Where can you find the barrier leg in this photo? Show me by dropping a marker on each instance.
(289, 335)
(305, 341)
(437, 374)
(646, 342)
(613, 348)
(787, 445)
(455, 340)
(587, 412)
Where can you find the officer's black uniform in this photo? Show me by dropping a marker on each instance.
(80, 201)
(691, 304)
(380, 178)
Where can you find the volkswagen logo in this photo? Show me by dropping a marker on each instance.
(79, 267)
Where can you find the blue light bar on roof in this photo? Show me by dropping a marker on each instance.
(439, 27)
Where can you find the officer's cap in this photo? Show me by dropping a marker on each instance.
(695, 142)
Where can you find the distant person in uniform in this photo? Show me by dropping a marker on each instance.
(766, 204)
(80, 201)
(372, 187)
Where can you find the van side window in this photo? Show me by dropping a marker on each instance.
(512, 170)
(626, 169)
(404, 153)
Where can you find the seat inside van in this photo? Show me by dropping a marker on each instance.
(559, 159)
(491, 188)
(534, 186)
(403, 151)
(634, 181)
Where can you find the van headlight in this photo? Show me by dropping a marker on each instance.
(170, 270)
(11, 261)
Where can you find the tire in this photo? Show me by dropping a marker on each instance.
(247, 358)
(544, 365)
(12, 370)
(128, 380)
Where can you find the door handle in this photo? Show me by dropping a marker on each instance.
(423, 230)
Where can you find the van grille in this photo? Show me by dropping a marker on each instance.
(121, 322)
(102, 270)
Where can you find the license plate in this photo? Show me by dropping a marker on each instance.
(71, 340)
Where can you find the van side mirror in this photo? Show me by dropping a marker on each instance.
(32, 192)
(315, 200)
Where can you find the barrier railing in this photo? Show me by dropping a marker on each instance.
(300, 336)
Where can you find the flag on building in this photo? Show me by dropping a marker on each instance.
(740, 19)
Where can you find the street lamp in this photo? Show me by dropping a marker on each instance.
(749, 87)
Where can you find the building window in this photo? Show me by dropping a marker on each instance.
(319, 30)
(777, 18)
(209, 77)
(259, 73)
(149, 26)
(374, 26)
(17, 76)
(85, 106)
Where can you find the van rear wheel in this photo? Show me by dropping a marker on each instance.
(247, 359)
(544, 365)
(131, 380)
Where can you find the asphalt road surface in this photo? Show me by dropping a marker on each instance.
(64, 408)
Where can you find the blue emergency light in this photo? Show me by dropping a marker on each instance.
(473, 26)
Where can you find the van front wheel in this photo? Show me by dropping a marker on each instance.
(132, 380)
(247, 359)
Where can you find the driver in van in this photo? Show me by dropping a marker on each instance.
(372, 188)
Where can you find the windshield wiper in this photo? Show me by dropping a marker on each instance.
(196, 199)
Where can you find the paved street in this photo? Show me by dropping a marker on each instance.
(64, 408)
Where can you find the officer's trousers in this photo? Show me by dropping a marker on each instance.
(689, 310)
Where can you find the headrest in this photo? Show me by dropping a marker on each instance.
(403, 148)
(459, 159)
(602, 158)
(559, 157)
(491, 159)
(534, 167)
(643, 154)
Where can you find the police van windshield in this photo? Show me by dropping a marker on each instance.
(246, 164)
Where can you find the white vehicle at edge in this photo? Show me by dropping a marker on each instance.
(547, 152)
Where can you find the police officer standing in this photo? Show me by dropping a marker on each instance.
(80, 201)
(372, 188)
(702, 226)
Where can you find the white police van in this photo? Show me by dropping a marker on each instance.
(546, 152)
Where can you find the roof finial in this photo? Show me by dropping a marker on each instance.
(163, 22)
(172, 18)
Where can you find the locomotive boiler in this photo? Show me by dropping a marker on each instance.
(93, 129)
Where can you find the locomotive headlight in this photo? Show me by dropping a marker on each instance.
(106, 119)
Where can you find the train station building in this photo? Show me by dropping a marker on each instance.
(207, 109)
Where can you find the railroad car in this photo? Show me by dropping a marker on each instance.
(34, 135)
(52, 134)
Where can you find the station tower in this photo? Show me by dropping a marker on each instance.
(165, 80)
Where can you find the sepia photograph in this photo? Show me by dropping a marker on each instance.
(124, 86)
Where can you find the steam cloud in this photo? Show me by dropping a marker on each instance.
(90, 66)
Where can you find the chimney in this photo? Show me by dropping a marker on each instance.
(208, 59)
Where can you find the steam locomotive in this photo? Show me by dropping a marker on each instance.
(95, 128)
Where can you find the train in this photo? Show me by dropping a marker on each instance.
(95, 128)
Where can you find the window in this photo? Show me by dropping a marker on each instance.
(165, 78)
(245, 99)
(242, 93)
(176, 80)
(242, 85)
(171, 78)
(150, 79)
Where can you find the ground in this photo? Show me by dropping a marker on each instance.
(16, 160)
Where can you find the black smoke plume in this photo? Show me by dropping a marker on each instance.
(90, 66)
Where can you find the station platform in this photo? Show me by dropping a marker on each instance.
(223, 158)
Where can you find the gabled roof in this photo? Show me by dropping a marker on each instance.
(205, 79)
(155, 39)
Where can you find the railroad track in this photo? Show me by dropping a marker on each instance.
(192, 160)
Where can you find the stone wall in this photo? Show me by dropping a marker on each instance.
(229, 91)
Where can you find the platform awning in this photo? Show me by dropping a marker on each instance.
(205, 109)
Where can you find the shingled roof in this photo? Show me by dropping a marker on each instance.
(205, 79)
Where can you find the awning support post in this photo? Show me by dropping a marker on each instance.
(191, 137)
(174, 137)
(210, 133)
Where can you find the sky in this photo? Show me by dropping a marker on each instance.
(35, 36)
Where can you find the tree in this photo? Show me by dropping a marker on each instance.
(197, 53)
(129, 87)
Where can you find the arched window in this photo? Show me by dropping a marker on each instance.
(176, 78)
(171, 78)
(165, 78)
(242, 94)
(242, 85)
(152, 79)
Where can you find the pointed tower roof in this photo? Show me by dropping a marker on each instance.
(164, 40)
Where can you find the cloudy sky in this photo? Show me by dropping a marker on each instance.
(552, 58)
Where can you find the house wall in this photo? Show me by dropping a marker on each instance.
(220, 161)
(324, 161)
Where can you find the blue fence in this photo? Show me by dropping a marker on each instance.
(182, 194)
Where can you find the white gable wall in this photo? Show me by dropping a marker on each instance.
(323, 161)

------------------------------

> Requirements:
Extract each line of the material exactly as it stands.

> Reply to the exercise:
Where can you find the barrier leg in this photo? Show me by dropping a marker on each instance.
(289, 335)
(305, 341)
(437, 374)
(646, 342)
(613, 348)
(787, 445)
(455, 340)
(587, 412)
Where can you find the officer's black uniform in this photo? Show me by dropping a marker on each instance.
(80, 201)
(691, 304)
(380, 178)
Where can you find the volkswagen logo in this photo? Show me by dropping a marker on each instance.
(79, 267)
Where can you find the blue light bar on roof in this photo? Show me by dropping a marker on each instance.
(439, 27)
Where can you find the officer's cap in this photo? Show me by dropping a marker on each instance.
(695, 142)
Where can you find the distant person in uniform in this photo? Show me by dropping a marker on each instance.
(766, 204)
(80, 201)
(372, 187)
Where can you find the van side window in this photo? Show me by dropping a marker on each instance.
(512, 170)
(626, 169)
(404, 153)
Where can you find the seat inside van in this photo? Show me by dropping a marker on each instance.
(559, 159)
(491, 188)
(534, 186)
(403, 151)
(634, 181)
Where can you find the van headlight in this photo? Show me by dropping a marker on each instance.
(170, 270)
(11, 261)
Where can you find the tire in this photo? Show me by dropping a marker on each instance.
(247, 358)
(544, 365)
(12, 370)
(128, 380)
Where can you find the door handle in this photo? Show me by dropping a marker on each instance.
(423, 230)
Where can you find the van grille in this photo? Show me by dropping a marker on each instance.
(121, 322)
(102, 270)
Where can you find the license plate in this photo? Show me by dropping a marker on each instance.
(71, 340)
Where can you find the van side mirror in this photo? Show me by dropping a marker on each instance.
(32, 192)
(315, 200)
Where can you find the barrier railing in this photo? Show me by dropping a marker on each instance.
(300, 336)
Where can you find the flag on building in this photo? Show me by dropping a marker on each instance.
(740, 19)
Where can you find the street lamp in this photo? Show me by dropping a marker on each instance.
(749, 87)
Where can you find the building window in this photo? Show me by dropping a marker on each instance.
(319, 30)
(777, 18)
(209, 77)
(259, 73)
(149, 26)
(374, 26)
(17, 76)
(85, 106)
Where can you find the van rear wheel in this photo? Show me by dropping a marker on each instance.
(247, 359)
(544, 365)
(131, 380)
Where can you find the asphalt road surface in this photo? Show me by dropping a marker on each instance.
(64, 408)
Where can you find the blue emergency light in this photo? Show me by dropping a marker on each instance.
(473, 26)
Where can you find the van front wheel in this photo? Show me by dropping a marker on each instance.
(132, 380)
(247, 359)
Where can you find the driver in van in this photo? Show me by dropping a marker on each instance.
(372, 188)
Where can you find the windshield wiper in this photo? Show me by dropping a marker on each instance.
(196, 199)
Where can you find the paved street in this photo? Show me by dropping a marker on each instance.
(64, 408)
Where can you find the officer's trousers in this photo? Show me by dropping a marker on each instance.
(689, 310)
Where can you find the headrest in this photo? Show me by dropping a marker on each instance.
(403, 148)
(459, 159)
(602, 158)
(559, 157)
(491, 159)
(534, 167)
(643, 154)
Where can you find the police van windshield in this photo? Show me by dropping a marker on each instance.
(246, 164)
Where can you find the white vehicle at edge in this photo? Show me by dropping a marker on each instance.
(547, 152)
Where can you find the police officer standing in this photo? Show me by dropping a marker on each instance.
(80, 201)
(372, 188)
(702, 226)
Where can you find the white police van in this photo? Show me by dropping a marker on each instance.
(546, 152)
Where can you find the roof finial in this photo? Show me by dropping a marker on each instance.
(163, 22)
(172, 18)
Where can you find the locomotive boiler in this photo? Show me by dropping a marker on each instance.
(93, 129)
Where can you find the locomotive headlight in this photo? Show me by dropping a marker on each instance.
(106, 119)
Where can you find the train station building in this photo? Show me by dropping a marker on each instance.
(207, 109)
Where can you find the railroad car in this photo? Show me by dropping a marker on each instance.
(34, 135)
(52, 134)
Where can you find the station tower in this photo? Show me by dropping a marker on each instance.
(165, 80)
Where can you find the sepia photograph in this photo? Show me by dropping a marker on each instance.
(124, 86)
Where can you find the steam cloud in this photo? Show me by dropping a marker on each instance.
(90, 66)
Where can you find the chimney in this photo? Show me by dropping a marker on each instance.
(208, 59)
Where can you find the steam locomotive in this photo? Show me by dropping a marker on each instance.
(95, 128)
Where can you find the train in this photo? Show me by dropping a marker on each instance.
(95, 128)
Where can you find the window in this photo? Show me by dropping a marker on each instance.
(165, 78)
(245, 99)
(242, 93)
(176, 80)
(242, 85)
(171, 78)
(150, 79)
Where can you find the ground in this photo? Show me by dropping a marker on each instance.
(16, 160)
Where can you find the black smoke plume in this photo? Show me by dropping a marker on each instance.
(90, 66)
Where can you find the station platform in this photo? Show me by dropping a marker on each instance.
(223, 158)
Where can you find the gabled roof in this photo? Show me by dropping a marker on each instance.
(205, 79)
(155, 39)
Where can you find the railroad track in this photo? Show me by dropping a marker on each instance.
(192, 160)
Where can you find the stone wall in this photo? Show me by dropping a marker on each instance.
(229, 91)
Where can you find the platform awning in this photo? Show me by dropping a marker on each instance.
(205, 109)
Where can you find the shingled roof in this photo? Show me by dropping a marker on each instance.
(205, 79)
Where can you find the awning support post in this photo? Show me by dropping a marker on each instance.
(191, 137)
(174, 137)
(210, 133)
Where can you find the sky in this photo? Show me by dropping a marker on each instance.
(35, 36)
Where can you find the tree in this photo? Show me by dropping a marker on each instance.
(197, 53)
(129, 87)
Where can you find the arched window in this photo? Show me by dropping a marker on each instance.
(176, 78)
(171, 78)
(165, 78)
(242, 94)
(242, 85)
(152, 79)
Where can you find the pointed tower roof in this photo? Show me by dropping a marker on each instance.
(164, 40)
Where can you find the cloudy sky in this photo? Show me by dropping a marker on each instance.
(552, 58)
Where can you find the house wall in this photo? Show me by dropping a marker on each instance.
(220, 161)
(324, 161)
Where can you find the blue fence in this photo? Show me by dropping a marker on each instance.
(182, 194)
Where can you find the white gable wall in this photo? Show me by dropping a marker on each instance.
(323, 161)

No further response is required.